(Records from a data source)
+-------+

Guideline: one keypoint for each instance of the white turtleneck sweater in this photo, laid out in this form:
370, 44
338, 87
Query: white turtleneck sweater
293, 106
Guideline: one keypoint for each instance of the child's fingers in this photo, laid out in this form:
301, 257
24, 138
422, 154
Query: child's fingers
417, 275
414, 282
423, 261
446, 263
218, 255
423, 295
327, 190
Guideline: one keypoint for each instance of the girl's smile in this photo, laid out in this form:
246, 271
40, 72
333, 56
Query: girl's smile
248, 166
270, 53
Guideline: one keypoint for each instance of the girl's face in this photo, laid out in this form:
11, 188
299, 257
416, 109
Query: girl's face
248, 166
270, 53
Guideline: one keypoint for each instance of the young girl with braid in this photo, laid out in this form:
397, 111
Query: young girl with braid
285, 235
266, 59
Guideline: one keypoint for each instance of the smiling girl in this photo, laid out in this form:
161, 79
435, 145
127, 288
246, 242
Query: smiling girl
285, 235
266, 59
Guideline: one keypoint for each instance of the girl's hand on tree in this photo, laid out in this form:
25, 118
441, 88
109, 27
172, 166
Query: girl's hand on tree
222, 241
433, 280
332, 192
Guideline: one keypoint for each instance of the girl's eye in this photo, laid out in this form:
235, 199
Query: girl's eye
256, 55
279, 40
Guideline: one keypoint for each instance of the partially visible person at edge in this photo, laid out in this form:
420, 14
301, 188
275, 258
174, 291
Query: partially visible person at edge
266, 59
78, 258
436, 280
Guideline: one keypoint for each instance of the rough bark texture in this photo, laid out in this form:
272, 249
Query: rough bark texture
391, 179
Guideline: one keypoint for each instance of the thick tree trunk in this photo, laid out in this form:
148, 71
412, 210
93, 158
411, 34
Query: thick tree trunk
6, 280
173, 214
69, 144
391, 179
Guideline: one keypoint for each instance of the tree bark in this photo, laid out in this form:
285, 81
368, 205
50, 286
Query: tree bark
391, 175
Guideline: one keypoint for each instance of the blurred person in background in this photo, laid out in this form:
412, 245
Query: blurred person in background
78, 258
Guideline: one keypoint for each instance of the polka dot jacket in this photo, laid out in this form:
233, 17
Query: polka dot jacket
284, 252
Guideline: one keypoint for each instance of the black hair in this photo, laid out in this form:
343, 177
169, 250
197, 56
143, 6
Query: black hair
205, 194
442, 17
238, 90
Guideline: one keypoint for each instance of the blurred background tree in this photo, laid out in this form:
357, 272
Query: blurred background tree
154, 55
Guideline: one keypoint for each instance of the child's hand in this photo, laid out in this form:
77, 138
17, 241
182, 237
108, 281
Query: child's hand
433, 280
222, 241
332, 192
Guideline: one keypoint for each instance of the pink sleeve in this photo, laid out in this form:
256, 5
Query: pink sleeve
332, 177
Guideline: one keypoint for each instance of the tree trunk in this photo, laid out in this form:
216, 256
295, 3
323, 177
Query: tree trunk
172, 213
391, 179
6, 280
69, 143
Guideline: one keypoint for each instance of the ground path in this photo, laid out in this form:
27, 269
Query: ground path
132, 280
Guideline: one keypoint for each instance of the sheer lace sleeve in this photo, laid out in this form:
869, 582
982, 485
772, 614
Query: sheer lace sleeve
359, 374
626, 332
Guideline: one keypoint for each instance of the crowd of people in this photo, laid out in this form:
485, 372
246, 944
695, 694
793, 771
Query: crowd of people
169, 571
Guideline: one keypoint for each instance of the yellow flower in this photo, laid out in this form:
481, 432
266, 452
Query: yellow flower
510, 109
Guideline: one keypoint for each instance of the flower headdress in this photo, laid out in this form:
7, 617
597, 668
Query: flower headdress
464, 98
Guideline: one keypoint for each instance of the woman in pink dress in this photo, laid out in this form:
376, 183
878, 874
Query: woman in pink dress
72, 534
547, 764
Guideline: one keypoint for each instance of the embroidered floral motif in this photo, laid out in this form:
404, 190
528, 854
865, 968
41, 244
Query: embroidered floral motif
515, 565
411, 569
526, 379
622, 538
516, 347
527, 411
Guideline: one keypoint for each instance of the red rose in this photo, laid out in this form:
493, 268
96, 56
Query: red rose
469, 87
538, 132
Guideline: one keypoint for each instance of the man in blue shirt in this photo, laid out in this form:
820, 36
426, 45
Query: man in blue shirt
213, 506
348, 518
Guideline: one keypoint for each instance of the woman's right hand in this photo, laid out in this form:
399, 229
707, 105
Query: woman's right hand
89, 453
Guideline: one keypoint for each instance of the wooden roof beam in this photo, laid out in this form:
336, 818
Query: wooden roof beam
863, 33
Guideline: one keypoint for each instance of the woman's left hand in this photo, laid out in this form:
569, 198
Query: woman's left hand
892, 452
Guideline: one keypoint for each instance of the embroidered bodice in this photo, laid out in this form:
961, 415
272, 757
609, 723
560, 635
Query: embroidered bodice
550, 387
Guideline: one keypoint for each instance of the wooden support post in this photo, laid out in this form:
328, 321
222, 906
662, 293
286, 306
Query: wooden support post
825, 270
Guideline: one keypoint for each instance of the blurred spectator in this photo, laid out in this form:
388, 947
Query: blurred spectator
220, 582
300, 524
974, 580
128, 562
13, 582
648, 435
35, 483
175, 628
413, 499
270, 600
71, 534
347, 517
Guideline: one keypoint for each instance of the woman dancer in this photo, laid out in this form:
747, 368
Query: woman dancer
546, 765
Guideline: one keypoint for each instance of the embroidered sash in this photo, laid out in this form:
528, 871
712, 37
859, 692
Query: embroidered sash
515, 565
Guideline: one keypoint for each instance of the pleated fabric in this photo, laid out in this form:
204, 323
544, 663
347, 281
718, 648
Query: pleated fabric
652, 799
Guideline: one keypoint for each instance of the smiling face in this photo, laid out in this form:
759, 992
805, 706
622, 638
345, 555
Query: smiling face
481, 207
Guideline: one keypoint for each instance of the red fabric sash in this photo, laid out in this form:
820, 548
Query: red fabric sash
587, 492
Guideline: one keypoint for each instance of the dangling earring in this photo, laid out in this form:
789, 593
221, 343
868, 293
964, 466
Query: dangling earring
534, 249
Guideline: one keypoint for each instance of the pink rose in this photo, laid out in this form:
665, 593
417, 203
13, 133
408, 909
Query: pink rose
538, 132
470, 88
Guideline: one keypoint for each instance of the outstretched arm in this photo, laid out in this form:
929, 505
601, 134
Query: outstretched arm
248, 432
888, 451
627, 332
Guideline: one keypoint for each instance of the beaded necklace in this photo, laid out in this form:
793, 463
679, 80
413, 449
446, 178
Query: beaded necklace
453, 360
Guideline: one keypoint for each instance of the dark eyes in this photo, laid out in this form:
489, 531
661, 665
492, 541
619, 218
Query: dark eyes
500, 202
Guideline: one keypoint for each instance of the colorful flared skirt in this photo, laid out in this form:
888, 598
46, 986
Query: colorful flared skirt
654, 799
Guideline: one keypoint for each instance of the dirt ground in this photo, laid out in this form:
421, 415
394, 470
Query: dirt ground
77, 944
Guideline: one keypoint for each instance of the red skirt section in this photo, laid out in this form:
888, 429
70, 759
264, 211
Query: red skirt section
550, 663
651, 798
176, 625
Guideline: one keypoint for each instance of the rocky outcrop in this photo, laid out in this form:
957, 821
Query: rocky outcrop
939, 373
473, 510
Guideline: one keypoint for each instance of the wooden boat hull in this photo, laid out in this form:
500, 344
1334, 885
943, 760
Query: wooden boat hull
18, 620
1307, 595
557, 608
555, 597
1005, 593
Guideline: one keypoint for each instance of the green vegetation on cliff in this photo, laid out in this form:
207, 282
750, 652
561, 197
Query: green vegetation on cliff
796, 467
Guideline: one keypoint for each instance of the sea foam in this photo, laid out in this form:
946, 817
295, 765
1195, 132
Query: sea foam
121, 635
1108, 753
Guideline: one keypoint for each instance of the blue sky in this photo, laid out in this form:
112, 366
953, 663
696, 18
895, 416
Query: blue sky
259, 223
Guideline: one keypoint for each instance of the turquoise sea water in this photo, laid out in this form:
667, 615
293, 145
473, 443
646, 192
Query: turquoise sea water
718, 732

+-------+

WHAT YOU HAVE TO DO
Emit verbatim the lines running from the one with "Query: dark eyes" through the last line of the data, both endpoints inclusive.

SOLUTION TO THIS EXERCISE
Query: dark eyes
500, 202
Guideline: one keypoint for each instance of the colorful flared skirt in this photo, laid out in this form:
888, 598
46, 986
Query: colorful flared skirt
654, 799
Guideline: one keypoint for each instance of the dirt ground in this photo, laid out in this form:
421, 415
394, 470
Query: dirt ground
77, 944
Guideline: one keypoint for each instance of the red skirt section in this photo, laid out in this form:
888, 429
70, 759
264, 211
Query: red skirt section
550, 663
651, 798
176, 625
Guideline: one keypoint for each instance of the rocky outcrop in this photo, laid out in this form:
957, 821
Query: rocky outcrop
939, 373
473, 510
Guideline: one keypoint for each instance of the wooden boat hull in this photo, laid out in this form:
500, 344
1334, 885
943, 760
Query: wooden boat hull
18, 620
1307, 595
557, 608
555, 597
1005, 593
Guideline: one keypoint for each instance of the green vegetation on cliff in this photo, laid out in this form:
207, 282
750, 652
561, 197
Query: green vegetation on cliff
796, 467
Guideline: one keypoint for each instance of the sea foam in this photo, laid out in this form:
946, 817
295, 765
1195, 132
Query: sea foam
121, 635
1108, 753
Guideline: one keypoint for each instance of the blue sky in this photo, laid out in this form:
112, 366
953, 663
696, 18
895, 416
Query: blue sky
259, 223
Guideline: one keypoint for each instance of the turquoise sea water in this photo, laid out in this form:
667, 615
293, 145
473, 443
646, 192
Query: turquoise sea water
718, 732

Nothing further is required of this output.